When I was little, my granddad managed the produce section at the local IGA (that’s a grocery store, in case you don’t recognize the name). He was a proud man. His department was clean, well-organized and fresh. He had very strict rules about who was allowed in particular areas. He was a Marine; of course, there was structure. The two exceptions were my sister and me. We had the run of the place. We would burst through the swinging doors to the back area. Employees would look up to shoo us off; then they would recognize us and point to where he was. It’s not exactly John John’s Oval Office access, but to us, it was big stuff.
To this day, I am very picky about meat and produce. Granddad said you could judge a grocery store by those two departments. I believe almost everything he told me. I have been known to regularly drive across town to food shop because the neighborhood grocery store’s produce gave me the skeeves.
So I was kind of excited to get an invitation to tour the new Kroger Marketplace in West Little Rock. Despite not being much of a cook, I dig grocery stores. I also like the post office, but that’s another issue. A group of bloggers from town were invited to see it in advance of the ribbon cutting. (full disclosure: they offered us samples of sushi, fruit, cake, hummus and lots of other stuff. I ate every bit of it. They even gave us some coupons, cashews and coffee for our trouble. I took those. I am not a woman who turns down cookies or caffeine.)
Let’s be clear from the get-go: this is grocery store. It has some pretty cool features, but at the end of the day, they sell milk and bread. If you’re looking for soul-changing experience, best to look elsewhere. If you’re looking for a large store with some features new to the sad situation that is Arkansas retail, check it out. Also, important to note: almost all of us on the tour know each other. We’re friends. So we behaved like 12-year-olds, when given the opportunity.
I was pretty sure I was gonna get thrown out of the joint when they were bragging at the bakery about their ability to put your child’s photo on a cake so you can cut. into. his. face. and then eat it. I suggested an even better idea would be to put an ultrasound photo on a baby shower cake, then people could eat the fetus. The very indulgent manager went along with me for a few questions before he realized I’m a lunatic. Then he just stopped talking to me. Most people would have had me removed from the premise for suggesting his department was a cake wreck waiting to happen, so I give him credit for just handing me chocolate and moving me along.

☆ ☆ ☆ ☆ ☆ ☆ ☆

PROBLEMS TO SOLVE -
- 1) In the grocery store post, which section did the writer's granddad manage at the local IGA?
- 2) Write what comes next in the grocery store post, picking up after its final sentence.
The entries that come after the grocery store post have no part in this.

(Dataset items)
☆ ☆ ☆ ☆ ☆ ☆ ☆

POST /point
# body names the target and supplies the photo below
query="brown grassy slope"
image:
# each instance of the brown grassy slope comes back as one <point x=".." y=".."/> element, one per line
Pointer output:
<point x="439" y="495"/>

☆ ☆ ☆ ☆ ☆ ☆ ☆

RESULTS FOR THE EXERCISE -
- 1) The produce section.

- 2)
This was absolutely not my granddad’s IGA. It has a jewelry store, for crying out loud. It also has a fairly large “Home” section. So you can get yourself some fruit, flowers and you know, art and a diamond, if you want. It’s a concept that’s worked well for them in other cities for about 20 years. Yes, it takes that long for something like this to get to Arkansas.
There had been no customers yet when we went in, so the presentation was marvelous. It has all the new store shine to it; that’s always kinda fun. It’s definitely got the upscale products you would find in a Whole Foods or Fresh Market, but it’s still Kroger, so there are Value branded items and pop tarts. I have a Monkey Boy; I care about those things.
Sofas and tennis bracelets aside, what I think people will like are novelty features. I missed this on the tour, but I’m told by friends, they allow you to create your own six-pack of beer. That’s a nice way to try new brews. Another fun feature: make your own peanut butter. In the bulk food section, there are machines filled with various types of peanuts. Grab a container; push a button; presto – chango: peanut butter. My friend Sarah demonstrates:
But really what made me the happiest, was the “Sonic at the Kroger” drink machine. Yes, indeed, you can make your own fountain Coke with flavor shots. I’m from Russellville. Things like this impress me.
There was a Pepsi machine too, but who would use that? Savannah made her favorite: vanilla, cherry Dr. Pepper.
Overall, I was impressed. Not too terribly much by the building, but by the department managers we met. They reminded me of my granddad, honestly. They seemed to genuinely care about the food they make and sell. Many of them expressed a desire to help customers select the proper food to feed their families, whether in the high priority meat and produce departments, or in the prepared, discount or organic food departments.
Hands down, the absolute best woman on the planet may be Linda in the bread department. She was genuinely excited to show us how customers could slice their own bread. Even when the whole demonstration was derailed by an unplugged slicer and an unruly crowd, her genuine enthusiasm for opening the new store was undeterred. I think Linda and my granddad would have gotten along well.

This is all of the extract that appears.